| Exercise prompt |
The answer must consist solely of the line that contains "Mark one point on each instance of the lab" and all subsequent lines of the data, each reproduced exactly.
━━━ Given data ━━━
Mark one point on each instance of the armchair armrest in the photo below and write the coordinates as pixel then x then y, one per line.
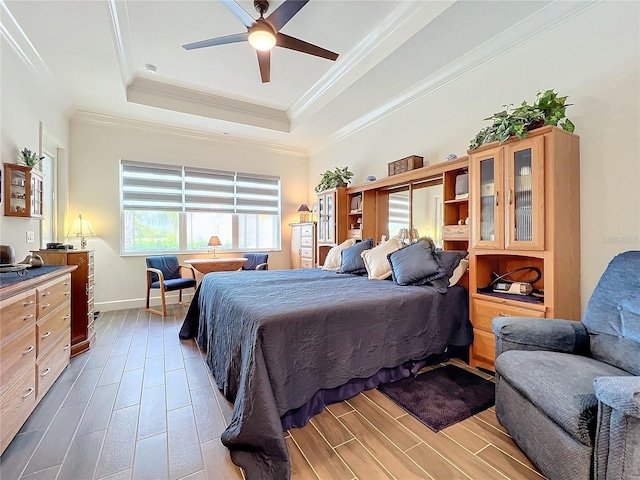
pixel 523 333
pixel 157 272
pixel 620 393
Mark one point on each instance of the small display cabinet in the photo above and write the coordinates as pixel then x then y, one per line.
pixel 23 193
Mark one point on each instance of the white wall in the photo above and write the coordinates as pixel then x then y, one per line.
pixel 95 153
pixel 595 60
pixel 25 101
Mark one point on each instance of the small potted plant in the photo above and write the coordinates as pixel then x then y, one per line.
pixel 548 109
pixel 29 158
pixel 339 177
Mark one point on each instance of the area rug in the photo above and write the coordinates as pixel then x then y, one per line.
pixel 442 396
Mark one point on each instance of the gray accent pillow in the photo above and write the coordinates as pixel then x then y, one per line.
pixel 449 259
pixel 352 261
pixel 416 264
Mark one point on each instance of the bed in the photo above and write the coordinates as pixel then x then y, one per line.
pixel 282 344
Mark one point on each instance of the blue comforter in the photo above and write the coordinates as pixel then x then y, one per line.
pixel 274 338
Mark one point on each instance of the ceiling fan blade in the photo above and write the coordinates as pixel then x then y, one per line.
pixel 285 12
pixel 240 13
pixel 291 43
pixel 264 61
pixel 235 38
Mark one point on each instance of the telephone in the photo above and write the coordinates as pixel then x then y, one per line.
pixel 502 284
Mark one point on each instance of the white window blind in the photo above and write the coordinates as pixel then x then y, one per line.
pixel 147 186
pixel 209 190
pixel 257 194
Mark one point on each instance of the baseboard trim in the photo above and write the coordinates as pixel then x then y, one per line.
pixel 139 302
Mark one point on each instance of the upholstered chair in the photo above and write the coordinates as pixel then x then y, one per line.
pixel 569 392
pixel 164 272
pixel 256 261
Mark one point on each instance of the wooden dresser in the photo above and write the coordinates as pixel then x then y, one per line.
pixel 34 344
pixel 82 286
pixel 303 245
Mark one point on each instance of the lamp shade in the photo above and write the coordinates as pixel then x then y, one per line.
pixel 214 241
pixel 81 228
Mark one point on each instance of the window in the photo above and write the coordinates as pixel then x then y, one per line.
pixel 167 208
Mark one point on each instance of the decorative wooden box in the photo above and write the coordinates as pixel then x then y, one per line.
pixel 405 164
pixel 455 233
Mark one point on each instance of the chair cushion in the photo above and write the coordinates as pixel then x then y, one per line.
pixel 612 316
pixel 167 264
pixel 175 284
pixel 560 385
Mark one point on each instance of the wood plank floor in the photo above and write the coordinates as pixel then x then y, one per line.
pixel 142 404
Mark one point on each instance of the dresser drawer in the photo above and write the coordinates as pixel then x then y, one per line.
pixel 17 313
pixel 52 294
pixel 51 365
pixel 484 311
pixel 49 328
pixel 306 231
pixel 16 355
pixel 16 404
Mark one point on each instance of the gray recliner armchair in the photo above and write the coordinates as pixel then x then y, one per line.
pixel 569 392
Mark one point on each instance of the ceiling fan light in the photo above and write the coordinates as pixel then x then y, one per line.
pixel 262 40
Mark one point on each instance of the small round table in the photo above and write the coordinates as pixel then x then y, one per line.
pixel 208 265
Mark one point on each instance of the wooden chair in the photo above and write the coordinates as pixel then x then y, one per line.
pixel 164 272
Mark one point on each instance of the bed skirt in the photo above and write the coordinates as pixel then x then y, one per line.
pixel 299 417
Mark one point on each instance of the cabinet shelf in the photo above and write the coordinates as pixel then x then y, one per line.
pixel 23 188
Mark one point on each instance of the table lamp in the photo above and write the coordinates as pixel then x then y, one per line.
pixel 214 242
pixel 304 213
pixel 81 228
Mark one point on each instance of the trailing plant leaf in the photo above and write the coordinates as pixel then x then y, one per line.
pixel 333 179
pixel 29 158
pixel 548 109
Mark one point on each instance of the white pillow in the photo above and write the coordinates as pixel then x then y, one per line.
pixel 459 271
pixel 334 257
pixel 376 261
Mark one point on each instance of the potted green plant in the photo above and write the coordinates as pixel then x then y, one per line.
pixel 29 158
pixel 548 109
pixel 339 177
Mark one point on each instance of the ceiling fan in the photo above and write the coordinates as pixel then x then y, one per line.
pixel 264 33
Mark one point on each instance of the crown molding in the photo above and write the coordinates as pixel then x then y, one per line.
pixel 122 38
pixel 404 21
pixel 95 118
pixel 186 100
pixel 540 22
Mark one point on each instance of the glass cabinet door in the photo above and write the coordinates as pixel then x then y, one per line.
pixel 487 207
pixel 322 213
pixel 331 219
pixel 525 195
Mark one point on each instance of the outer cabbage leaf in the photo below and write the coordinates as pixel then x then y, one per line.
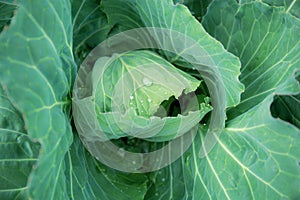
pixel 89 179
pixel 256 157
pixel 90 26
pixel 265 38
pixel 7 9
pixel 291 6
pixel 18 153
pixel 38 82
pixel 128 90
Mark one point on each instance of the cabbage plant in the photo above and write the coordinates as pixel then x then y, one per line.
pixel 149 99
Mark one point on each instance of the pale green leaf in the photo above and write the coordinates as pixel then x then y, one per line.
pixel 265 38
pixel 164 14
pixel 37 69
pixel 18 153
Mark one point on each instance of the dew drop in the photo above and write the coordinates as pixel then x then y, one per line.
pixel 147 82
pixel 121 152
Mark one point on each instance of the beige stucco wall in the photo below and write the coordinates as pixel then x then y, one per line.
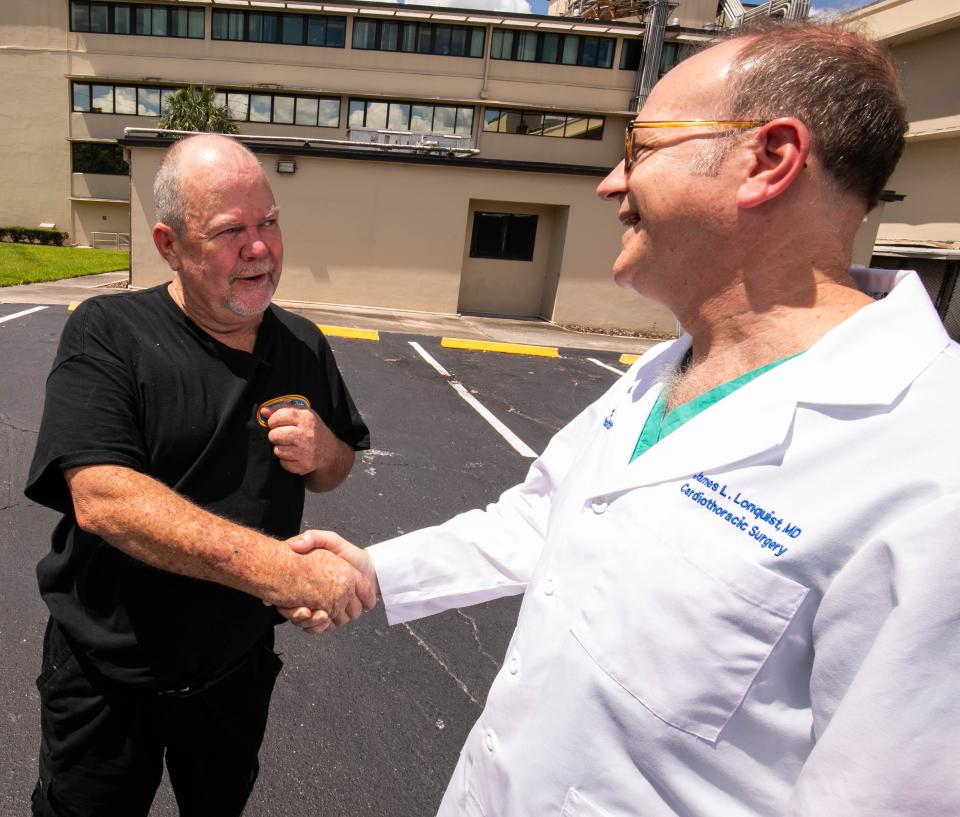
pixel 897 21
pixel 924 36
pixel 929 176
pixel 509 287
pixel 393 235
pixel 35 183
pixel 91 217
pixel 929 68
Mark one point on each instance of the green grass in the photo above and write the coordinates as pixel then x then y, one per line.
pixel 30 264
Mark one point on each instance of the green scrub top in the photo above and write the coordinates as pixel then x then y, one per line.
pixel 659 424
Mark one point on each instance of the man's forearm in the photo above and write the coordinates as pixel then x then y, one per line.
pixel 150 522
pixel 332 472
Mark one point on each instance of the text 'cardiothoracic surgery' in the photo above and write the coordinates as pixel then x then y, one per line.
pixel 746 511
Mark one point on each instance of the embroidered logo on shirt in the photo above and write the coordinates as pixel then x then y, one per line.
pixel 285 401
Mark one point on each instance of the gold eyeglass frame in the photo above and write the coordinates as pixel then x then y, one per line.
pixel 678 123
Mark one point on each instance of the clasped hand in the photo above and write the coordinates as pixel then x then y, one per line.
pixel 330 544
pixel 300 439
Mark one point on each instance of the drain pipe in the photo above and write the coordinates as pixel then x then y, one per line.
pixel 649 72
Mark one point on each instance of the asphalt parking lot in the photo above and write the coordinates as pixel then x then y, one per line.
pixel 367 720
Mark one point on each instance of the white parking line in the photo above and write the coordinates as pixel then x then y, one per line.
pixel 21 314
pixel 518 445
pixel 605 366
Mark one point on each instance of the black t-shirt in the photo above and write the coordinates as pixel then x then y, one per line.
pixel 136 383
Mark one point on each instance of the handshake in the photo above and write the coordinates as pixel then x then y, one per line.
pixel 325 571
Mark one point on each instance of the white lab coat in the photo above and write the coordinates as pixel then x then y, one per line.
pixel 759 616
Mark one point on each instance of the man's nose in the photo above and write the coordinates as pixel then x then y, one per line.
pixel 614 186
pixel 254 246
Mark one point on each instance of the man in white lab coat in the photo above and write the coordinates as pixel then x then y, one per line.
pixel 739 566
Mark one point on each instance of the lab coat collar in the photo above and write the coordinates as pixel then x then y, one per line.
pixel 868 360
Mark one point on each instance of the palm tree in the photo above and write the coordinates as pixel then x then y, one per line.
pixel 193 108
━━━
| Answer to this task |
Mark one point on each instance of the lab coat collar in the photo above and write the coordinates as pixel then x then y, one per line.
pixel 868 360
Mark one point on each instance of the palm tree in the photo above and write the coordinates as pixel then x then y, one per line.
pixel 193 108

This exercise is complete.